(Stored items from a collection)
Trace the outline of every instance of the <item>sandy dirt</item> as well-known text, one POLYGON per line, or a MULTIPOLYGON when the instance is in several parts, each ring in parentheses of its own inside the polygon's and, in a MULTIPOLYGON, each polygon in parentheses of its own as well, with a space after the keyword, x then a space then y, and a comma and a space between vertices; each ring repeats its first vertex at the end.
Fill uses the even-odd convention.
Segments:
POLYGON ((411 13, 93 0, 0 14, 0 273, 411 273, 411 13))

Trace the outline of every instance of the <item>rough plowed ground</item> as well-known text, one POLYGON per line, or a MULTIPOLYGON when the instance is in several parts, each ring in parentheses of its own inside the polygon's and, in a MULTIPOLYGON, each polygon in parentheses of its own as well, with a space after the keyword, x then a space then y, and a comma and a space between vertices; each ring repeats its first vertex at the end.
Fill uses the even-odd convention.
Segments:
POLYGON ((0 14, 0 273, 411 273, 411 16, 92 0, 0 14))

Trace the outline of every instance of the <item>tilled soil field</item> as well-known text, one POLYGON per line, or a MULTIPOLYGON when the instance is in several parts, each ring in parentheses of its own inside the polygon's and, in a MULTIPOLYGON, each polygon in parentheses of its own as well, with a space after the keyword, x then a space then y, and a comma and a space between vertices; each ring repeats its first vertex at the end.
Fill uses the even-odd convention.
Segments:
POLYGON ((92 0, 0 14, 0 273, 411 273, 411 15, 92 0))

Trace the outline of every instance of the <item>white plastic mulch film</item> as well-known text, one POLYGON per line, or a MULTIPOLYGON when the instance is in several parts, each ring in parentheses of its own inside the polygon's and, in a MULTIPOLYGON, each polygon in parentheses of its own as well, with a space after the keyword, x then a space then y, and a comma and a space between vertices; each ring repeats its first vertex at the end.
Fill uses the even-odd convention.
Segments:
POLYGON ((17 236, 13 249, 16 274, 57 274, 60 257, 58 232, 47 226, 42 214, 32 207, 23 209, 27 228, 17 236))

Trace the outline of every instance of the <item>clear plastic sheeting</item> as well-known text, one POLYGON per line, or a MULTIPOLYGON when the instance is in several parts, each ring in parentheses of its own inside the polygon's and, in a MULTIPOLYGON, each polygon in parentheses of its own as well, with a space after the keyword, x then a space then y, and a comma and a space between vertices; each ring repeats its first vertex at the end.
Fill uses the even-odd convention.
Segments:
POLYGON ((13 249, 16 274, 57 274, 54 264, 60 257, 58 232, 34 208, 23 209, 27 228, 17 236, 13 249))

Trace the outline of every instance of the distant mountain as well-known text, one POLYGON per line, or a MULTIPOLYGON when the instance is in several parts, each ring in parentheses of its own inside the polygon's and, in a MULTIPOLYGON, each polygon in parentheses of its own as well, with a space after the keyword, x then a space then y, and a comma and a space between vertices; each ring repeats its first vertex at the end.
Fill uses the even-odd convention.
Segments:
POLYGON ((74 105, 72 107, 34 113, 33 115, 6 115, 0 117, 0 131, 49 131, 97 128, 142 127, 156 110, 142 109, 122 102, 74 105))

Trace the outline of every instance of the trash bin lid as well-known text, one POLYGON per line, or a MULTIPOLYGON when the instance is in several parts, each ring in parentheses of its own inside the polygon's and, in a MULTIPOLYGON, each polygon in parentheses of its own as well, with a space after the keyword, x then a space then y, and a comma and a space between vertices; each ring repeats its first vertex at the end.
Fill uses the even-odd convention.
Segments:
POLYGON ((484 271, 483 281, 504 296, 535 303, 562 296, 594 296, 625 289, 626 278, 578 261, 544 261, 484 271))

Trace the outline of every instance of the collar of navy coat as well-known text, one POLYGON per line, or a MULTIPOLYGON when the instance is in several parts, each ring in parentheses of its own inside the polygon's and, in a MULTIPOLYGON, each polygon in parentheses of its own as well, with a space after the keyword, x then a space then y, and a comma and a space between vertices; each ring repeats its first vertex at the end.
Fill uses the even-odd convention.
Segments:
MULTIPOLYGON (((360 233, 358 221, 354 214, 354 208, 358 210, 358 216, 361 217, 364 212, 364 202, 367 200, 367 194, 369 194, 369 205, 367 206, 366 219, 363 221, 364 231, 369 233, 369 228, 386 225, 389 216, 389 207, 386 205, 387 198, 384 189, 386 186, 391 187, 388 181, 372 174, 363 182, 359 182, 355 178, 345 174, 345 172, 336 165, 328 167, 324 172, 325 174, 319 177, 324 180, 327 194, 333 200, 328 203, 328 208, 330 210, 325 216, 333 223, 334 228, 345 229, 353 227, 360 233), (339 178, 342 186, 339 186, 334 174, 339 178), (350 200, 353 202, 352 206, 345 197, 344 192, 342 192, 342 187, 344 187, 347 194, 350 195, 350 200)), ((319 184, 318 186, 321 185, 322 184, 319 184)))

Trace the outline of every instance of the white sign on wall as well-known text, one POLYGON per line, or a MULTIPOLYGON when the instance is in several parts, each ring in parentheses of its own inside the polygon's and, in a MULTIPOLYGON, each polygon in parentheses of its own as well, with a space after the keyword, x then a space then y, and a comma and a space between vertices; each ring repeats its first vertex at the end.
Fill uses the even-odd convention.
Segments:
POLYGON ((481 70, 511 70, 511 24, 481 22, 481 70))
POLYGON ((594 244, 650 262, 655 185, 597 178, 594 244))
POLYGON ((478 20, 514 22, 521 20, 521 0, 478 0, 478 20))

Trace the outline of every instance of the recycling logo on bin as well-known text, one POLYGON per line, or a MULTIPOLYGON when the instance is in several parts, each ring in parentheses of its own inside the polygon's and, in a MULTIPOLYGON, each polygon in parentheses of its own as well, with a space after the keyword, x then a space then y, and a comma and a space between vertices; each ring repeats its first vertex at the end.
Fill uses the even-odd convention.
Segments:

### Task description
Rewrite the data above, replacing every occurrence of "well-known text" with "WKT" and keeping everything else the same.

### Exercise response
Trace the outline of every instance of the <item>sandy dirt</item> as WKT, one POLYGON per line, or a MULTIPOLYGON when the instance is in several parts, each ring in parentheses of its own inside the polygon's and, in a MULTIPOLYGON, each polygon in parentheses of its own as well, with a space after the keyword, x then a space then y, and a comma and a space between vertices; each ring repeats its first vertex at the end.
Fill uses the even-odd convention.
Segments:
POLYGON ((411 13, 93 0, 0 14, 0 273, 411 273, 411 13))

Trace the outline of every instance of the <item>rough plowed ground</item> as WKT, one POLYGON per line, or a MULTIPOLYGON when the instance is in several parts, each ring in parentheses of its own inside the polygon's and, in a MULTIPOLYGON, each polygon in parentheses of its own as well, with a space after the keyword, x then a space then y, and a comma and a space between vertices; each ring repeats its first vertex at the end.
Fill uses the even-odd convention.
Segments:
POLYGON ((0 14, 0 273, 411 273, 411 16, 92 0, 0 14))

Trace the outline of every instance of the <item>tilled soil field</item> as WKT, one POLYGON per line, or a MULTIPOLYGON when the instance is in several parts, each ring in parentheses of its own inside the polygon's and, in a MULTIPOLYGON, each polygon in parentheses of its own as well, with a space after the keyword, x then a space then y, and a comma and a space between vertices; each ring repeats its first vertex at the end.
Fill uses the even-odd convention.
Segments:
POLYGON ((92 0, 0 14, 0 273, 411 273, 411 15, 92 0))

Trace the outline of every instance of the <item>white plastic mulch film</item> as WKT, one POLYGON per line, or a MULTIPOLYGON when the instance is in several parts, each ring in parentheses of its own inside the polygon's and, in a MULTIPOLYGON, each polygon in parentheses of its own as well, with a space after the keyword, x then a space then y, and a comma and a space between vertices; each ring repeats its first vertex at the end.
Fill uses the even-odd convention.
Segments:
POLYGON ((17 236, 13 249, 16 274, 57 274, 60 257, 58 232, 47 226, 42 214, 32 207, 23 209, 27 228, 17 236))

Trace the outline of every instance of the <item>clear plastic sheeting</item> as WKT, one POLYGON per line, or a MULTIPOLYGON when the instance is in several parts, each ring in parentheses of its own inside the polygon's and, in a MULTIPOLYGON, each polygon in parentheses of its own as well, with a space after the keyword, x then a space then y, and a comma and a space between vertices; each ring repeats its first vertex at the end.
Fill uses the even-odd convention.
Segments:
POLYGON ((13 249, 16 274, 57 274, 54 264, 60 257, 58 232, 34 208, 23 209, 27 228, 17 236, 13 249))

Trace the outline of every instance of the distant mountain as WKT, one POLYGON per line, or a MULTIPOLYGON when the instance is in several parts, each ring in parentheses of its own inside the polygon's and, in a MULTIPOLYGON, each polygon in parentheses of its own as well, with a space after the keyword, x then a space then y, and a comma and a space between vertices; each ring repeats its first vertex at the end.
Fill uses the even-odd convention.
Segments:
POLYGON ((74 105, 72 107, 34 113, 33 115, 6 115, 0 117, 0 131, 49 131, 97 128, 142 127, 156 110, 142 109, 122 102, 74 105))

Trace the outline of every instance of the trash bin lid as WKT, one POLYGON per line, or a MULTIPOLYGON when the instance is in several parts, each ring in parentheses of its own inside the polygon's and, in a MULTIPOLYGON, each polygon in parentheses of its own as well, with a space after the keyword, x then a space then y, and a comma and a space between vertices; each ring repeats its first vertex at the end.
Fill uses the even-odd convention.
Segments:
POLYGON ((484 271, 483 281, 504 296, 535 303, 562 296, 594 296, 625 289, 626 278, 578 261, 544 261, 484 271))

Trace the outline of every instance of the collar of navy coat as WKT, one POLYGON per line, or a MULTIPOLYGON when the instance is in several parts, each ring in parentheses of its own inside the polygon's and, in a MULTIPOLYGON, each polygon in parentheses of its own as well, with a space after the keyword, x then a space then y, and a comma and a space between vertices; each ring repeats its first vertex at the end.
Fill uses the even-odd convention.
Segments:
MULTIPOLYGON (((360 233, 358 221, 354 214, 354 208, 358 210, 358 216, 361 217, 364 212, 364 202, 367 200, 367 194, 369 194, 369 205, 367 206, 366 219, 363 221, 364 231, 369 233, 369 228, 386 225, 389 216, 389 207, 386 205, 387 198, 384 189, 386 186, 391 187, 388 181, 372 174, 363 182, 359 182, 355 178, 345 174, 345 172, 336 165, 328 167, 324 172, 325 174, 319 177, 324 180, 327 194, 333 200, 328 203, 328 208, 330 210, 325 216, 333 223, 334 228, 345 229, 353 227, 360 233), (339 178, 342 186, 339 186, 334 174, 339 178), (350 200, 353 202, 352 206, 345 197, 344 192, 342 192, 342 187, 344 187, 347 194, 350 195, 350 200)), ((319 184, 318 186, 321 185, 322 184, 319 184)))

Trace the outline of every instance of the white sign on wall as WKT, one POLYGON per line, or a MULTIPOLYGON when the instance is in several parts, each ring in parentheses of its own inside the polygon's and, in a MULTIPOLYGON, each polygon in parentheses of its own as well, with a space after the keyword, x then a space then y, and a comma and a space between vertices; each ring repeats its first vertex at the end.
Fill uses the even-odd convention.
Segments:
POLYGON ((481 70, 511 70, 511 24, 481 22, 481 70))
POLYGON ((594 244, 650 262, 655 185, 597 178, 594 244))
POLYGON ((478 20, 514 22, 521 20, 521 0, 478 0, 478 20))

Trace the outline of every instance of the recycling logo on bin as WKT, one POLYGON per line, or a MULTIPOLYGON when the instance is in several parts, each ring in parentheses of its own inside the polygon's and, in a MULTIPOLYGON, each polygon in parentheses of its own as well, with a space after the keyword, x then a space then y, and a comma and a space between vertices; each ring repeats its first vertex at the end.
Fill uses the even-odd convention.
Segments:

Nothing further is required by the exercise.